====== QUOTED PASSAGE ======
# Solved: What to do after installing new hard drive



## PeterPrinter (Dec 7, 2009)

*What to do after installing new hard drive*
I have rep[laced my hard drive as the old one stopped working properly, this seemed a very simple operation but now I can't get the computer to run.
I have the original discs that came with the Dell inspiron 1720 and after swiching on the computer with the new hard drive I checked in f2 to see if it was recognised and it was.
So I then inserted the Operating System reinstallation Windows Vista Home premium 32 bit dvd and by using the f12 key booted the computer from the DVD.
It seemed to run ok until it reached the Installing Windows screen where it seemed to run perfectly through all the stages giving each a tick as they were completed, then switched off and back on again eventually getting back after some seconds to the Installing Windows screen with all the stages still ticked and a line at the bottom of the page saying *Completing installation* and 3 running dots. And there it has stayed even after leaving it on all night.
So my question is am I doing something wrong? Should I load the Drivers and Utilities Disc first?
What loked to be a simple operation has turned into a real mess which I have no idea how to resolve but hopefully one of you will know what needs to be done. 
Thanks in advance and best wishes to al for a happy and healty new year


----------



## daz1 (Nov 4, 2006)

when you boot from the disc a) clean the disc first no smudges etc on it) b make sure you chose full format not quick one

http://www.5starsupport.com/tutorial/vista-clean-install.htm


----------



## PeterPrinter (Dec 7, 2009)

Hello daz1 Thanks for that. Had a look at the tutorial and when I run OS reinstallation for windows vista it runs through tutorial points 1-8 with no point 2 or 3 prompts. At point 8 it does swith off and on again (initially with the message starting windows for the first time) but the back to a colour screen with all the actions ticked as previously but it then stalls at this point with the message Completing installation with 3 running dots. The Hard disc light blinks for a short whie and then even that stops. After 4 hours the screen went black with just a white arrow head. Tried cleaning Disc but hung up again at exactly the same point.


----------



## ttifrum (Jun 16, 2005)

Hi Peter, I had exactly the same problem at work today. I solved it by going into the Bios and changing the setting for the Hard Drive to ATA from AHCI, at the same time you'll need to turn off the drive cache option listed at the bottom of the same submenu.
======
> _EXERCISE_: Edit the stretch of the forum thread from "I have the original" through "and it was.", putting "factory discs" wherever "original discs" appears, and give that passage back. Rely solely on the forum thread above.
====== RAW DATA ======
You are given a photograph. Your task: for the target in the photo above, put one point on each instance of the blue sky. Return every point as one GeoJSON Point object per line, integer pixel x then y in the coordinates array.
======
> _SOLUTION TO THE EXERCISE_:
I have the factory discs that came with the Dell inspiron 1720 and after swiching on the computer with the new hard drive I checked in f2 to see if it was recognised and it was.